▶ **PAGE EXTRACT**
• • • •

Database keys are more-or-less equivalent to pointers. In the case of natural
keys, they're pointers that (a) do not have ASLR, and (b) are exposed to the
user.

As the article mostly ignores, you _will_ guess wrong about what can be
reasonably considered permanent or unique. Email addresses change (and aren't
always unique), names change (and aren't unique), etc. This is much harder to
fix if you used that guess as the basis for your entire data model.

The problem with proper keys was given as "auto_increment doesn't work on
distributed systems". This is rather silly, as there are plenty of
alternatives (GUID, UUID, the mentioned snowflake keys).

It's also interesting that proper keys are a "crutch" for designing data
models and are best replaced with cleverness, and apparently are only useful
to dictate record order (I know that Oracle at least doesn't work that way).
This brings to mind "debugging code is twice as hard as writing code; if you
write code as cleverly as possible, you are by definition not clever enough to
debug it". DON'T BE (OVERLY) CLEVER. Do the least-fragile thing that doesn't
add complexity (that is, doesn't add complexity _visible to you_.). Only do
clever things that add fragility if you have an actual measured reason to do
so.

------
buckbova
"In fact, even in RDBMS’s developers should be using a natural key as their
primary key instead of an auto-incremented ID. This will lead to better
performance when the natural key is the most commonly used identifier, but is
often not considered out of a habit."

As a database architect I always use auto-incrementing as the primary key.
This ID is actually a surrogate key for the real primary composite key, which
I assign to a unique key.

So, with the unique key in place, the performance will be nearly as good as
you'd expect for direct looks by key attributes. However, the performance gain
using the surrogate ID within join tables and as foreign keys is much greater.

• • • •

▶ **DATA SECTION**
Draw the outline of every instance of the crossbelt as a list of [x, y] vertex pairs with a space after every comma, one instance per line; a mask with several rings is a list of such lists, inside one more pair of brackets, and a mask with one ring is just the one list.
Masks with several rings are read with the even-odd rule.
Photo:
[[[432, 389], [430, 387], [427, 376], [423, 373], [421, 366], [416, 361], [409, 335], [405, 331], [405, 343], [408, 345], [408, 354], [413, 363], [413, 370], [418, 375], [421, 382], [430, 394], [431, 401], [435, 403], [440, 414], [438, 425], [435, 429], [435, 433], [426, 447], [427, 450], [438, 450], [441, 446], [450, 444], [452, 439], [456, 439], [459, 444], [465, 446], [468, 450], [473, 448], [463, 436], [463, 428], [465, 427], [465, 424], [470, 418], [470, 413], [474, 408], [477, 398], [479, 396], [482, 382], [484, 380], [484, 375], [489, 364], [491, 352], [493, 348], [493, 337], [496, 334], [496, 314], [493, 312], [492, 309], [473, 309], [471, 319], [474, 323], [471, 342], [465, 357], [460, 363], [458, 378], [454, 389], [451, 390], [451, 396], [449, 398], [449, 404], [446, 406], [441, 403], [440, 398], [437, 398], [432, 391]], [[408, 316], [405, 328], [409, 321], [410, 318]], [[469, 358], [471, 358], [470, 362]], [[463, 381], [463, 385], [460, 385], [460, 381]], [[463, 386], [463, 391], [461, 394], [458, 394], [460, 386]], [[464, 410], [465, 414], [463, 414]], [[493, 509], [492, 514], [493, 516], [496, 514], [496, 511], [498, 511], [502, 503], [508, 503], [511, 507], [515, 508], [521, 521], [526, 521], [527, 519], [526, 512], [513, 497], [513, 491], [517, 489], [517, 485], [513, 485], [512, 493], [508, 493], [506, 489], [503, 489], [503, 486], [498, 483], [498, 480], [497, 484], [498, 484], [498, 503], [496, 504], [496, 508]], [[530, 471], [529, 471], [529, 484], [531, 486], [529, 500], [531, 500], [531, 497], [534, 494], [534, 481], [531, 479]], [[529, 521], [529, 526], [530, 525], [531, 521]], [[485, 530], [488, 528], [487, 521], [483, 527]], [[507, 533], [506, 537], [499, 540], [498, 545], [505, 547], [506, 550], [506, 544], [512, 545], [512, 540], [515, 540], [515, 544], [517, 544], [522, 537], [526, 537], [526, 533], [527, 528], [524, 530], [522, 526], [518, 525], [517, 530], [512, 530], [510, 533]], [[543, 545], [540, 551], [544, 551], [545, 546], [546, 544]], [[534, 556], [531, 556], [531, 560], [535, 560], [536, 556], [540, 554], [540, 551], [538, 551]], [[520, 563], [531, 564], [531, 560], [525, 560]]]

• • • •

▶ **AIM OF THE TASK**
Please translate this sentence from the thread on database keys into Spanish: "This is much harder to fix if you used that guess as the basis for your entire data model." You won't need the listing.

▶ **OUTPUT OF THE TASK**
Esto es mucho más difícil de arreglar si usaste esa suposición como base de todo tu modelo de datos.